• _Exercise tasks_
1 > Reproduce word for word everything in the force field documentation from "The CHEMISORPTION key" down to "in atomic units.".
2 > Rewrite the records, everything from the line containing "# test: identify the metal" down to the line containing "x=431 y=376", as a two-column CSV with the columns request and points. Give one row per request, put its text and its answer each in a single quoted field with line breaks replaced by spaces, and omit the pictures.

• _Reading passage_
========
The CHEMISORPTION key will include chemisorption corrections for all atoms that have chemisorption parameters within a given cutoff radius. By default, the DIM/QM force field does not included chemisorption corrections.

`COORDPAR atomtype e0 e1 r0 r1 CNmax Rmax Rmin`

The COORDPAR key allows the user to add additional coordination dependent parameter for a selected element type. atomtype specifies the element type (i.e., Ag for silver) for the given parameter set. e0, e1, r0, and r1 are the coordination dependent Lennard-Jones parameters; see Ref. 1) for more details. The coordination numbers of the DIM atoms are computed as an effective coordination number. This scheme requires a maximum and minimum cutoff distances, Rmax and Rmin respectively, and a maximum coordination number, CNmax. All parameters need to be in atomic units.
========
• _Excerpted records_

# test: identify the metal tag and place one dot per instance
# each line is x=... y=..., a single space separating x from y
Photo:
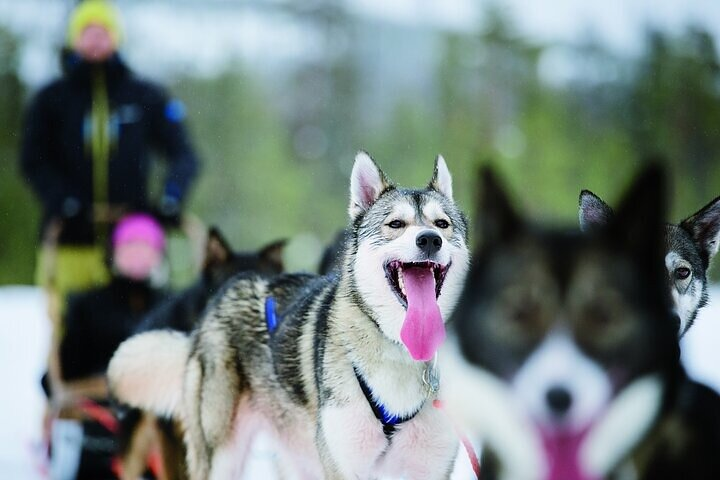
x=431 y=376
========
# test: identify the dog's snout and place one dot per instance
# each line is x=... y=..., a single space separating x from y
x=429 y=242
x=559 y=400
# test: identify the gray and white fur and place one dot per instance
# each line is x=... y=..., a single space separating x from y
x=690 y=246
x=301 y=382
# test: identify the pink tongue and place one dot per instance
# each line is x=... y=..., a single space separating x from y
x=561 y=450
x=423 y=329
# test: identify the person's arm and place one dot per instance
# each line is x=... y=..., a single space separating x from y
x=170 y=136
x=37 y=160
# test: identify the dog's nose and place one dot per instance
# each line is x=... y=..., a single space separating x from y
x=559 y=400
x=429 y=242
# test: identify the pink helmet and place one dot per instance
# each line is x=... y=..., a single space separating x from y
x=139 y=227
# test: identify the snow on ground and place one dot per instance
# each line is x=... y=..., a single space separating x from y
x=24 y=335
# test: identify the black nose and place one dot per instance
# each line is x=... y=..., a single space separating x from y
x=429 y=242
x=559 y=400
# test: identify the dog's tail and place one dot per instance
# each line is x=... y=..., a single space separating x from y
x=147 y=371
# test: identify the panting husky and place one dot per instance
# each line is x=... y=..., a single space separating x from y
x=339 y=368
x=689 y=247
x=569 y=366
========
• _Answers for the tasks_
1 >
The CHEMISORPTION key will include chemisorption corrections for all atoms that have chemisorption parameters within a given cutoff radius. By default, the DIM/QM force field does not included chemisorption corrections.

`COORDPAR atomtype e0 e1 r0 r1 CNmax Rmax Rmin`

The COORDPAR key allows the user to add additional coordination dependent parameter for a selected element type. atomtype specifies the element type (i.e., Ag for silver) for the given parameter set. e0, e1, r0, and r1 are the coordination dependent Lennard-Jones parameters; see Ref. 1) for more details. The coordination numbers of the DIM atoms are computed as an effective coordination number. This scheme requires a maximum and minimum cutoff distances, Rmax and Rmin respectively, and a maximum coordination number, CNmax. All parameters need to be in atomic units.

2 >
request,points
"# test: identify the metal tag and place one dot per instance # each line is x=... y=..., a single space separating x from y Photo:","x=431 y=376"